─── DOCUMENT SECTION ───
Analytical data sets provided for mineral exploration borehole samples from the McCreedy West mine and other orebodies along the North Range of the Sudbury Igneous Complex have been examined in a series of atomic ratio diagrams designed in order to elucidate the mass transfer processes involved in their genesis. The compositions of ores from the McCreedy West mine display a strongly bimodal distribution. A Cu-poor population (1), largely located along the footwall contact, displays trends consistent with fractionation dominated by pyrrhotite (monosulfide solid solution) crystallization. A Cu-rich population (2), located within the footwall vein system, displays trends consistent with fractionation dominated by chalcopyrite (intermediate solid solution) crystallization. What appears to be a shared trend between the two populations suggests that they are related by derivation from a cognate pair of immiscible sulfide liquids.
The compositions of ores for all deposits examined within the Levack embayment on the North Range of the Sudbury Igneous Complex collectively show the same compositional bimodality that is observed at McCreedy West. Compositional relationships displayed by these deposits, individually and collectively, are consistent with the separation of an immiscible, Cu-rich melt during cooling and fractionation of monosulfide solid solution from a less Cu-rich, parental sulfide liquid. The spatial relationships of the two ore populations at McCreedy West and within the Levack embayment suggest that density relations and volume changes associated with the unmixing and crystallization processes have played a major role in the emplacement of footwall orebodies.
Spatial relationships of the two ore populations suggest that the various orebodies within the Levack embayment were all emplaced when the basal contact of the Sudbury Igneous Complex was essentially horizontal and that they represent different parts of a cogenetic system emplaced penecontemporaneously within arcuate, upwardly concave, dilational fractures associated with uplift and brecciation of the footwall and local collapse of the hanging-wall rocks.
─── INFORMATION GIVEN ───
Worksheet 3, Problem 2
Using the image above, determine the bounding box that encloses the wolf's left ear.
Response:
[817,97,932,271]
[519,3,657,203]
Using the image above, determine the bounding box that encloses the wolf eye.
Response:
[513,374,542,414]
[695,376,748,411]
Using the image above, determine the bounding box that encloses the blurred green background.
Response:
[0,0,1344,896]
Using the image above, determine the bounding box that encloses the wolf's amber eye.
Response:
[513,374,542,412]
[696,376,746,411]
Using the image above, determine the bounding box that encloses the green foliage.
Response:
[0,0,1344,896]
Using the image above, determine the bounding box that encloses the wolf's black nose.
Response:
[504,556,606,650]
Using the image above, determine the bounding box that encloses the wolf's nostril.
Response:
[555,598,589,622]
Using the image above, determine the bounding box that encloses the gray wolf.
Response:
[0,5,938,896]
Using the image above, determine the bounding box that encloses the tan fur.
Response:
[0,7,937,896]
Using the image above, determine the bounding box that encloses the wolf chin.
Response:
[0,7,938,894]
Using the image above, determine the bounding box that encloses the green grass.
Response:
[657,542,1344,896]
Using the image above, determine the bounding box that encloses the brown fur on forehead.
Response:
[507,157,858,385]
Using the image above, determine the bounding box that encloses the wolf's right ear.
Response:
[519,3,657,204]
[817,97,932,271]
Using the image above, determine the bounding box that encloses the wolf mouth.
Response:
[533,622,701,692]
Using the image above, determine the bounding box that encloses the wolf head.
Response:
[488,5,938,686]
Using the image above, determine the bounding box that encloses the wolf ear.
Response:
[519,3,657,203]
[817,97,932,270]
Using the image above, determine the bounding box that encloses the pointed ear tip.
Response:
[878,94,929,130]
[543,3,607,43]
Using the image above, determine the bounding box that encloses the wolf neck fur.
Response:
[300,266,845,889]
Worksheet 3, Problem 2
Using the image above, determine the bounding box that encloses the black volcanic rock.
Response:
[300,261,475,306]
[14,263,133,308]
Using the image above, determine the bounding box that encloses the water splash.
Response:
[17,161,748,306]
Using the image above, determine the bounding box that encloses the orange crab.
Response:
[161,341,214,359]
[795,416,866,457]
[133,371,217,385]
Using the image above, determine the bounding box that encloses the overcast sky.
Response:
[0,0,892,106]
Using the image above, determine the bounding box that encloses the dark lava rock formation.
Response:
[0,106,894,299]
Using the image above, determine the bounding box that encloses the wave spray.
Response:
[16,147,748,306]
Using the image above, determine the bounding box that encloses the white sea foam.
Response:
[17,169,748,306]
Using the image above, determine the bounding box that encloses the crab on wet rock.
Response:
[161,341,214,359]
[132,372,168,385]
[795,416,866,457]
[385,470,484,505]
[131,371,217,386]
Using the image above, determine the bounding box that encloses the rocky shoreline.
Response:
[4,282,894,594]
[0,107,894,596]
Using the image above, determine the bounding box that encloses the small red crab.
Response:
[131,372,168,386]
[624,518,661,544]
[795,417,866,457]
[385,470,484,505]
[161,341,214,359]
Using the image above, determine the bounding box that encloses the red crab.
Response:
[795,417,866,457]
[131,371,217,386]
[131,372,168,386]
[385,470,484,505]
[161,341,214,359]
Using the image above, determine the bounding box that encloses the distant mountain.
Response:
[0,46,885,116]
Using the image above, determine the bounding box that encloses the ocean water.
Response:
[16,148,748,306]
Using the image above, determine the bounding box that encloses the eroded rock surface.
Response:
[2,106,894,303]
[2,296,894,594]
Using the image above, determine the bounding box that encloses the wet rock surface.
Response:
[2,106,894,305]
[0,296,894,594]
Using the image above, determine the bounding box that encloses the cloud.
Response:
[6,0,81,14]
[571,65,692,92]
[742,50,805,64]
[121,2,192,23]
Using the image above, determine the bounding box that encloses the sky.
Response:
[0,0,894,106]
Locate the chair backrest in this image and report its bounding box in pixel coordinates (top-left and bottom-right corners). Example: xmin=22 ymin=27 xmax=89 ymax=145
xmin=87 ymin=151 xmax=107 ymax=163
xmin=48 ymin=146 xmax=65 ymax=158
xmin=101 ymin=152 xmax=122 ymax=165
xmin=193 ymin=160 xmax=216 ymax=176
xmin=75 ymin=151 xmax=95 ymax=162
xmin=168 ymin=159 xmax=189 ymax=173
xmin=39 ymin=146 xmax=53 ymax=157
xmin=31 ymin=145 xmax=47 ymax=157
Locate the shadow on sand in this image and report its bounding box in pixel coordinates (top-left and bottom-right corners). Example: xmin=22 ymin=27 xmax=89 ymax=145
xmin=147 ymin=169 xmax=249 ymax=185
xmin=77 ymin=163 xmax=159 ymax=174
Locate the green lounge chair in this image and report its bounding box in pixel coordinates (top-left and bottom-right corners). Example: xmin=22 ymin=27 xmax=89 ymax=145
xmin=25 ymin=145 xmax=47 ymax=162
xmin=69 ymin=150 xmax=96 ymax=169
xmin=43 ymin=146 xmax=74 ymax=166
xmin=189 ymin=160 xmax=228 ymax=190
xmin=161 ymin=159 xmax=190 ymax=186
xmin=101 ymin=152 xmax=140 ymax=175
───
Please rewrite the stretch of the Sudbury ore summary from "The compositions of ores for" through "of footwall orebodies.", putting "parent" in place of "parental". These items have no connection to the Sudbury ore summary.

The compositions of ores for all deposits examined within the Levack embayment on the North Range of the Sudbury Igneous Complex collectively show the same compositional bimodality that is observed at McCreedy West. Compositional relationships displayed by these deposits, individually and collectively, are consistent with the separation of an immiscible, Cu-rich melt during cooling and fractionation of monosulfide solid solution from a less Cu-rich, parent sulfide liquid. The spatial relationships of the two ore populations at McCreedy West and within the Levack embayment suggest that density relations and volume changes associated with the unmixing and crystallization processes have played a major role in the emplacement of footwall orebodies.